◆ Short problem
List each line below that contains the word "blue". Matches must have the same case.

(Collection entries)
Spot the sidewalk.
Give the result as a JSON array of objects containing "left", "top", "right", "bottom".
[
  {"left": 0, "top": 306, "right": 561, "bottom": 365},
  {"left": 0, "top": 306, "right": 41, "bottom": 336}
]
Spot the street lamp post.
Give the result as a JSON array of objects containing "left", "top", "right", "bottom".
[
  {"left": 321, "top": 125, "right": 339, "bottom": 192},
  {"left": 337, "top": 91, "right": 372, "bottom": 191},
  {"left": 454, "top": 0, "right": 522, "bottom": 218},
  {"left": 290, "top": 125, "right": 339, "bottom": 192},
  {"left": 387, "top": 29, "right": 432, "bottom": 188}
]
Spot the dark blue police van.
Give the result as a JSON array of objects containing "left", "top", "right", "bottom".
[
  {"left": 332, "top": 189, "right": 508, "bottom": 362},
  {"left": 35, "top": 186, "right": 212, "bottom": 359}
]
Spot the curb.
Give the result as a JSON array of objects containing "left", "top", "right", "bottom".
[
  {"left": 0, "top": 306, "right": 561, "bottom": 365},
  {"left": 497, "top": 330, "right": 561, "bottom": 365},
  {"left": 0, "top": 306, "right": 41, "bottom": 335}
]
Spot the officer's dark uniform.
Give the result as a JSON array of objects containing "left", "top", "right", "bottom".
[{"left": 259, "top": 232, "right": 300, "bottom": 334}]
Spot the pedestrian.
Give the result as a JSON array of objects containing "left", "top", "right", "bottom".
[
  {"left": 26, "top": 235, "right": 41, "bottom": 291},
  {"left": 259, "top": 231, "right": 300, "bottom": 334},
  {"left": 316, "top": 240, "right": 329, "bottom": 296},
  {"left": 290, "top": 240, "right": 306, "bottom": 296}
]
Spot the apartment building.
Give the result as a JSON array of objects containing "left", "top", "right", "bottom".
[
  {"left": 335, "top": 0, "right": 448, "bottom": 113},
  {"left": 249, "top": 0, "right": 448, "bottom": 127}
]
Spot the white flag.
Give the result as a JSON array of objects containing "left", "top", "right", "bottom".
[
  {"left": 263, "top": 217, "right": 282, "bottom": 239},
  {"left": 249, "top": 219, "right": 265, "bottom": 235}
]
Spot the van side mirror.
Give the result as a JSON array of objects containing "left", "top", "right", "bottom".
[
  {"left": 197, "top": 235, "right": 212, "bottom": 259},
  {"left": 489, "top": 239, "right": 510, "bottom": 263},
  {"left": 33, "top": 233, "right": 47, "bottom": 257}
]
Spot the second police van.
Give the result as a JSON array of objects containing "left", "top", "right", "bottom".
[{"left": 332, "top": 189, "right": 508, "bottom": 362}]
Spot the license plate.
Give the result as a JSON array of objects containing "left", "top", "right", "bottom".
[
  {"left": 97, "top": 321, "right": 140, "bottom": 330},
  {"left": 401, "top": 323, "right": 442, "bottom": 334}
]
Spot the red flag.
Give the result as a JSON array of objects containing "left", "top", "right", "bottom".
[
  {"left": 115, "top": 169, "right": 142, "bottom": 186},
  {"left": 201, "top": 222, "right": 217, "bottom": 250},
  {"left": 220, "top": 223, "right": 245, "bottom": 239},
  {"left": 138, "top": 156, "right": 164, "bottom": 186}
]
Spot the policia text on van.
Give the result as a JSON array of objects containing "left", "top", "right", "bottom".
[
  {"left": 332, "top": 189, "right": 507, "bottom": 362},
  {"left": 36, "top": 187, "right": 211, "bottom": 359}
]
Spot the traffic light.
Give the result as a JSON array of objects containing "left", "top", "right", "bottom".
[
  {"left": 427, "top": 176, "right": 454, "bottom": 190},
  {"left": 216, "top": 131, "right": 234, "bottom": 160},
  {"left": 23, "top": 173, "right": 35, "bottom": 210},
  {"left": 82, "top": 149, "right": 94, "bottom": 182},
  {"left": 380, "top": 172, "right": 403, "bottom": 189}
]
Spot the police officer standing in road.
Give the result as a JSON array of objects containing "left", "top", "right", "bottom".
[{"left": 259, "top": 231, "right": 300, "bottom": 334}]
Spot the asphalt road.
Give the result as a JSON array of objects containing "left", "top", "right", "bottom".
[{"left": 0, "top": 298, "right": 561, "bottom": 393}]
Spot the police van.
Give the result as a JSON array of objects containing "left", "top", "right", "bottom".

==

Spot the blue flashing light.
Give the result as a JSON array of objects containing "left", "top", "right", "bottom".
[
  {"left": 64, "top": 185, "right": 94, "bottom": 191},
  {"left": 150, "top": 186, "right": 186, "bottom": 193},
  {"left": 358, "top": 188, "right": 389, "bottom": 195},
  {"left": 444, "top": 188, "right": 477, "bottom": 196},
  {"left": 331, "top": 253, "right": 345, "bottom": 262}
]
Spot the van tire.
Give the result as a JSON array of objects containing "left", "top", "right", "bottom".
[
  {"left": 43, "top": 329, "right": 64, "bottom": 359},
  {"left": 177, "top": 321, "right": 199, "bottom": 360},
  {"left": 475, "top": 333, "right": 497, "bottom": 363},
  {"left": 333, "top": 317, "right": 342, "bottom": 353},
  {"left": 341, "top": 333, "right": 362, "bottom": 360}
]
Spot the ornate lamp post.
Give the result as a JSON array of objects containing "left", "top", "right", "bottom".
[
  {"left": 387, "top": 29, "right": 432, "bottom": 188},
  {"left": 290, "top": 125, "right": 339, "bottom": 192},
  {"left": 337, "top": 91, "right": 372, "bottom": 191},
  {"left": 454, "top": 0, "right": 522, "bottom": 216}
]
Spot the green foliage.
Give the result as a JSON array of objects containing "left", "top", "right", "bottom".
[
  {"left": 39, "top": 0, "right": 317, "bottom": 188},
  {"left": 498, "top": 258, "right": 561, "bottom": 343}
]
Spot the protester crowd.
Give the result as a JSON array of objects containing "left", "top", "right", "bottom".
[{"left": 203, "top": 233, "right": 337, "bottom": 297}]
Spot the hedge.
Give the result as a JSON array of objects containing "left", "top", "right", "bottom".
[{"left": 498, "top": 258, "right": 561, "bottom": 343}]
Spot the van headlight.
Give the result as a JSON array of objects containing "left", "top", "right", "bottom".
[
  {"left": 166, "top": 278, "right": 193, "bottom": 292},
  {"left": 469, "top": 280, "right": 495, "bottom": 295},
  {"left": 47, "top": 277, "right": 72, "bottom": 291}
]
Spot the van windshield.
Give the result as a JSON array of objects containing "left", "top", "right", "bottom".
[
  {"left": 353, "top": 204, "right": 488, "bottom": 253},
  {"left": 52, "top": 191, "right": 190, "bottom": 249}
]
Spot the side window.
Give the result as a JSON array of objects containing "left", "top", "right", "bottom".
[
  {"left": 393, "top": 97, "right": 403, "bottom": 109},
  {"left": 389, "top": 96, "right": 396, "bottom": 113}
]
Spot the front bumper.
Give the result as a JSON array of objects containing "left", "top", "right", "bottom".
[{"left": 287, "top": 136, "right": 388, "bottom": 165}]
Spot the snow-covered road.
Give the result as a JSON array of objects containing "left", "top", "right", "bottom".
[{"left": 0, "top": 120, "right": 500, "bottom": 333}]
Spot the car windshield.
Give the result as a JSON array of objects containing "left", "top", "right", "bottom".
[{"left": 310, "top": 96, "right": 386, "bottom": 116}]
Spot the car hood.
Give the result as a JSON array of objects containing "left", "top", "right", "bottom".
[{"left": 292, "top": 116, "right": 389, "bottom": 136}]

◆ Answer to the problem
Spot the dark blue police van.
Spot the blue flashing light.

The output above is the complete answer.